** SUPPLIED MATERIAL follows **

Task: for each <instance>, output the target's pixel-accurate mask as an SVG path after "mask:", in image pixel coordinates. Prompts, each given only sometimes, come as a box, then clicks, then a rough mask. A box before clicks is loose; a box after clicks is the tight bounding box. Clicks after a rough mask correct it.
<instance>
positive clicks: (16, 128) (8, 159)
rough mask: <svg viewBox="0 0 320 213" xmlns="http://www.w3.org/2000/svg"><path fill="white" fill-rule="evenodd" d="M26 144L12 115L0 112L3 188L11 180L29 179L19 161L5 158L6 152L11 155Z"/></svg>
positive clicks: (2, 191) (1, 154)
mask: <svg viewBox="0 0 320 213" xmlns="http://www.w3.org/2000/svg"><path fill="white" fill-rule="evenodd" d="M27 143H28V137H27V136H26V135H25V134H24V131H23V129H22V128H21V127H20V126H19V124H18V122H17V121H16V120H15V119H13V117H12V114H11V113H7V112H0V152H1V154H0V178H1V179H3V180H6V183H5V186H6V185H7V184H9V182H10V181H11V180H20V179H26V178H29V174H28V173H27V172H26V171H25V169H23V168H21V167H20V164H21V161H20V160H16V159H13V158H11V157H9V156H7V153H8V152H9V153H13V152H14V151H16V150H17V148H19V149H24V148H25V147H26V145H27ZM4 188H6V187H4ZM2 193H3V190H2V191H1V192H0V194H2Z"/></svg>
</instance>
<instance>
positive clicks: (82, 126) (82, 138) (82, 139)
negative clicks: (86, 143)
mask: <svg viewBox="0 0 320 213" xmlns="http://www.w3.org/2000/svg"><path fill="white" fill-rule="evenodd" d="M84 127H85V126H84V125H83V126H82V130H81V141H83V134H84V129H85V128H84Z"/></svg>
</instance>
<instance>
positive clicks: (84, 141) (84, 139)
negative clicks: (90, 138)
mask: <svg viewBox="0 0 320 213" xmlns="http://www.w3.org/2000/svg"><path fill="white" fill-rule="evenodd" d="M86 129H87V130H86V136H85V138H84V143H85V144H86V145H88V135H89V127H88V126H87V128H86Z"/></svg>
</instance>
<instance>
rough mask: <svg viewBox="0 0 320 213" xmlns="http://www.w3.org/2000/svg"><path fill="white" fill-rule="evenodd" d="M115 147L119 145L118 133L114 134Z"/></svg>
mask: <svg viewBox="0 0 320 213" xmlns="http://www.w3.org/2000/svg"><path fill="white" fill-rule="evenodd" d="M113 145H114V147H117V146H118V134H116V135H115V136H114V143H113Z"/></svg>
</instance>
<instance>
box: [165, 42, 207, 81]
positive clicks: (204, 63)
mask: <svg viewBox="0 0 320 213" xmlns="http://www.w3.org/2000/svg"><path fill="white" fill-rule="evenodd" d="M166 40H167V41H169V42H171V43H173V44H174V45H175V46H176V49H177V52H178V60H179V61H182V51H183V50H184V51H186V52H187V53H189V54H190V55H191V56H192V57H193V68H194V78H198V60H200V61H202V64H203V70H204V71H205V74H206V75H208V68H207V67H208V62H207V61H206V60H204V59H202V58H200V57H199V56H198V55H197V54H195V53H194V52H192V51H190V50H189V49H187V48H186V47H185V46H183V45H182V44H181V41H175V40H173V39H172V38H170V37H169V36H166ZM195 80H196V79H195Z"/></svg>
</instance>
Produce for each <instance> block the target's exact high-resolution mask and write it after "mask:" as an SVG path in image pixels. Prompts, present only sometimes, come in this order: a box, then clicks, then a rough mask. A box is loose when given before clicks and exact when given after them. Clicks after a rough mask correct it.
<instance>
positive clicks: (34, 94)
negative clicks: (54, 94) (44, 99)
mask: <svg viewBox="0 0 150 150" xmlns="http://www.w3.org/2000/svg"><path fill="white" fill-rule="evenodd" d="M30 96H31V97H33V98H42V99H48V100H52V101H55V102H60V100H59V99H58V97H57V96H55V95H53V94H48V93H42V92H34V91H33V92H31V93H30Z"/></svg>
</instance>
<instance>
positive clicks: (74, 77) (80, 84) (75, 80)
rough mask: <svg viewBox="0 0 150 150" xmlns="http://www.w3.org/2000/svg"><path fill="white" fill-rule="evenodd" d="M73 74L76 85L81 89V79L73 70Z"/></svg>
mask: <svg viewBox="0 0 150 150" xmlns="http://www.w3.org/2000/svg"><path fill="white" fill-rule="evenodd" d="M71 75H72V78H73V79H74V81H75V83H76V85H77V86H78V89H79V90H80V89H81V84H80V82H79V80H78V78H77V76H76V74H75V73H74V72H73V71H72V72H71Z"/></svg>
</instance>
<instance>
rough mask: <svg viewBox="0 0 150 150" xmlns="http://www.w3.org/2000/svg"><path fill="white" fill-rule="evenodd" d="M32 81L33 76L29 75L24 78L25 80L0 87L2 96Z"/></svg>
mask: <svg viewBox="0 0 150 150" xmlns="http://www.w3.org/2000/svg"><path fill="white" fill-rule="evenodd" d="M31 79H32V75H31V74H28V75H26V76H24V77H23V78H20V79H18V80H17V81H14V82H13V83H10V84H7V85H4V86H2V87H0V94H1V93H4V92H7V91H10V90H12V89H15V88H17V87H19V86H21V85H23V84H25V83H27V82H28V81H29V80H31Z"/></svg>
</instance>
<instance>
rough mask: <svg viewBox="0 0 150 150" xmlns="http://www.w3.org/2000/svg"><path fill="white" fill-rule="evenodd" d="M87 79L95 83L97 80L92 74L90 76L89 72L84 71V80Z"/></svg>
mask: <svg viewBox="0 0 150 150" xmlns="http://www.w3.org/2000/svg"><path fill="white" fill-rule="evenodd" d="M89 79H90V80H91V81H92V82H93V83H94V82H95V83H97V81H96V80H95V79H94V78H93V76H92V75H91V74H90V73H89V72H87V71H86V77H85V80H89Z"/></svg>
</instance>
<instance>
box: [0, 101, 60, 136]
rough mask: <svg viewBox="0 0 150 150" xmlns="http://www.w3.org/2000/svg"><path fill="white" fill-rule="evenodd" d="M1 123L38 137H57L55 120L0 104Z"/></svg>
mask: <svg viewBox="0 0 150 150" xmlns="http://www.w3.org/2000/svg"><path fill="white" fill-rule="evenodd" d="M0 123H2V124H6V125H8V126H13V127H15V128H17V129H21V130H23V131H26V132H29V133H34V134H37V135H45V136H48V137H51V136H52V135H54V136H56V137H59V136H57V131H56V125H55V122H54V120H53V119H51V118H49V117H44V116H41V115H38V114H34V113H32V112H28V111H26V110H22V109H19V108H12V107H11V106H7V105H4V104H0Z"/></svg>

** End of SUPPLIED MATERIAL **

• EXERCISE REQUIREMENTS: Pick out every line of the entries that contains the word "positive", matching case exactly, and copy each one.

• OUTPUT:
positive clicks: (16, 128) (8, 159)
positive clicks: (2, 191) (1, 154)
positive clicks: (82, 126) (82, 138) (82, 139)
positive clicks: (84, 141) (84, 139)
positive clicks: (204, 63)
positive clicks: (34, 94)
positive clicks: (74, 77) (80, 84) (75, 80)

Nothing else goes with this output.